Exercise description
Omit the images, then output each of the records below exactly.
□ □ □
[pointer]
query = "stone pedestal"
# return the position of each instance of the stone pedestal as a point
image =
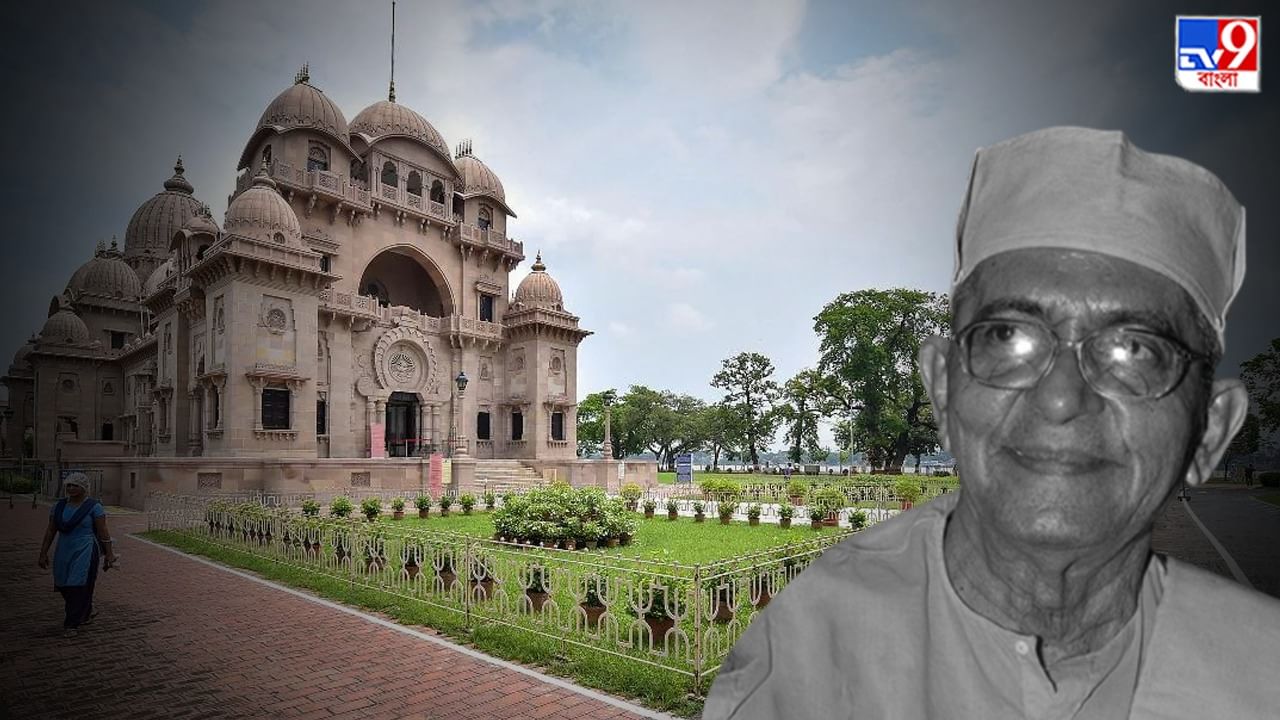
(464, 470)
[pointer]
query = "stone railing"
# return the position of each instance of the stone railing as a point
(321, 181)
(348, 304)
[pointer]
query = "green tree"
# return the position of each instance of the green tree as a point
(800, 410)
(721, 429)
(868, 346)
(1261, 376)
(1246, 442)
(749, 388)
(590, 424)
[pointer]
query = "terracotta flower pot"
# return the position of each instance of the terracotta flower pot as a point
(536, 600)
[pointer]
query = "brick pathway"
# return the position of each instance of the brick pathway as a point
(179, 639)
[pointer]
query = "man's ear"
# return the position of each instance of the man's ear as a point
(1226, 409)
(933, 372)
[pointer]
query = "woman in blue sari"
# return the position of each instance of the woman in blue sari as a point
(80, 524)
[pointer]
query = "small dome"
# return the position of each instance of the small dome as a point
(301, 106)
(260, 213)
(105, 276)
(391, 119)
(155, 220)
(202, 223)
(21, 359)
(64, 328)
(158, 276)
(539, 290)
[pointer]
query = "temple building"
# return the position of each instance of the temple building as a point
(353, 304)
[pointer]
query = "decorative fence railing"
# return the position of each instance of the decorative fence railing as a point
(676, 616)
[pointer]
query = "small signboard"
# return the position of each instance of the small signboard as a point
(435, 474)
(685, 469)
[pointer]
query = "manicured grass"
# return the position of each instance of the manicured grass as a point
(681, 541)
(645, 684)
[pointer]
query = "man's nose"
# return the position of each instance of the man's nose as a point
(1063, 393)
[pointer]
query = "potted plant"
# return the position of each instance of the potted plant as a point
(908, 491)
(726, 511)
(536, 588)
(371, 507)
(592, 533)
(631, 492)
(341, 506)
(796, 491)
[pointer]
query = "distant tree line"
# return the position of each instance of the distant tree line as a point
(865, 381)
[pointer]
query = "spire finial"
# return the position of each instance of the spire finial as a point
(391, 92)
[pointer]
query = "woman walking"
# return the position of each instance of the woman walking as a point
(80, 524)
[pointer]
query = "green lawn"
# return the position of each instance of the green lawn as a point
(681, 541)
(649, 686)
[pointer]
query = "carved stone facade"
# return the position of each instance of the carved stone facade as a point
(368, 242)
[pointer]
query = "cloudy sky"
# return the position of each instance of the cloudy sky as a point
(700, 177)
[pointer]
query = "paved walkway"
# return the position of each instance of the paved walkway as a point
(178, 638)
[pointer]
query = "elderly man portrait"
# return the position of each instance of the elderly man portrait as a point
(1078, 393)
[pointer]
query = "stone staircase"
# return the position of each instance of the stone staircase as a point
(506, 475)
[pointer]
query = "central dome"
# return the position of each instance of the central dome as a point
(392, 119)
(261, 214)
(155, 220)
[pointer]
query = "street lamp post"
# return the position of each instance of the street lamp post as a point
(460, 442)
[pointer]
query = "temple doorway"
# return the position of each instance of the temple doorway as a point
(402, 437)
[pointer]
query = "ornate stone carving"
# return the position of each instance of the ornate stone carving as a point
(405, 360)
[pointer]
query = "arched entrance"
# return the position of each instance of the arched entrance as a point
(402, 415)
(403, 276)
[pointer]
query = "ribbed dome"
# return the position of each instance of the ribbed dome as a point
(105, 276)
(64, 327)
(263, 214)
(478, 178)
(539, 290)
(158, 276)
(391, 119)
(154, 223)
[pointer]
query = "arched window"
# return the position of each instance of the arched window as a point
(318, 156)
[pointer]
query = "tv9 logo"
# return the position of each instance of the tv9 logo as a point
(1219, 54)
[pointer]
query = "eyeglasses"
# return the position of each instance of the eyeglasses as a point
(1119, 361)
□ □ □
Written solution
[pointer]
query = "stone pedestal"
# return the position of each instance of the stone pedestal as a point
image =
(464, 470)
[pointer]
query = "stone railing"
# return the position of each instance of the stone railing as a point
(321, 181)
(348, 304)
[pointer]
query = "green tree"
# return the position of each instance of the green tree as a point
(800, 410)
(721, 429)
(868, 346)
(1261, 376)
(1246, 442)
(749, 388)
(590, 424)
[pointer]
query = "terracotta flower pot"
# return the position of each instance of the terracotta flower pot as a point
(536, 600)
[pointer]
query = "brick pathway"
# return the position of each instance of the brick pathway as a point
(179, 639)
[pointer]
query = "man's ear"
# return the position of each instance of the man's ear as a point
(1226, 409)
(933, 372)
[pointer]
query = "woman in blue sari"
# return the position of each instance of the woman in blue sari as a point
(80, 524)
[pointer]
query = "small dome"
# return the position of each instance of the small dome as a point
(301, 106)
(260, 213)
(105, 276)
(391, 119)
(155, 220)
(202, 223)
(21, 359)
(64, 328)
(158, 276)
(539, 290)
[pointer]
query = "temple building"
# return the position of each instance of the temple building as a point
(353, 304)
[pointer]
query = "decorative fence railing"
# return the position of each instance of the decorative fence railing as a point
(676, 616)
[pointer]
query = "small signboard"
# return the position of each instance of the small signboard as a point
(435, 474)
(685, 469)
[pointer]
query = "manicured grass"
# return the position of each instance of the manicured grass as a point
(681, 541)
(645, 684)
[pointer]
query = "man's nose"
# return the position of each instance of the man's nose as a point
(1063, 393)
[pointer]
query = "potted plant"
# return the position of each instance of the potted plant as a point
(908, 491)
(726, 511)
(536, 588)
(371, 507)
(592, 533)
(631, 492)
(341, 506)
(796, 491)
[pointer]
query = "distant tree line"
# return the position of each instance of the distant tree line as a point
(865, 381)
[pointer]
query = "spire finial"
# return the position of each instance of the spire finial as a point
(391, 92)
[pointer]
query = "woman walking"
# return the position of each instance of the woman walking as a point
(80, 524)
[pointer]
query = "green lawn"
# return the position of each instance of the green lawn as a point
(681, 541)
(649, 686)
[pointer]
query = "carved stone facade"
# return the position of each instance of the carved stone facade as a point
(368, 242)
[pointer]
query = "cloudy sky"
# return the position of each instance of the cloudy sky as a point
(700, 177)
[pointer]
query = "paved walkway"
# return the position of each instance of the paved walkway as a point
(178, 638)
[pointer]
query = "elderly man portrait"
# return the position of each instance of the elderly man portrait as a point
(1078, 393)
[pointer]
query = "stone staircase"
# return the position of each instance of the stone staircase as a point
(506, 475)
[pointer]
query = "central dome"
# return the position of each instance of the central dome as a point
(392, 119)
(261, 214)
(155, 220)
[pointer]
query = "street lamp post"
# return the position of each instance of the street lamp post as a point
(460, 442)
[pointer]
query = "temple doorway"
# return the position of each instance of the temple doorway as a point
(402, 437)
[pointer]
query = "ornate stone carving"
# return the position of each instance of the ornate stone carving as a point
(405, 360)
[pointer]
query = "arched entrance"
# return the position of each instance of the arched entrance as a point
(402, 415)
(403, 276)
[pointer]
query = "ribbed dome"
# return the position of each instance of the ribbed dome as a point
(105, 276)
(64, 327)
(263, 214)
(478, 178)
(539, 290)
(158, 276)
(391, 119)
(154, 223)
[pointer]
query = "arched window"
# return the position of each instance of the arched window as a point
(318, 156)
[pointer]
query = "tv9 logo"
# return the position of each instance of the tv9 logo as a point
(1219, 54)
[pointer]
query = "eyeglasses"
# return the position of each instance of the eyeglasses as a point
(1119, 361)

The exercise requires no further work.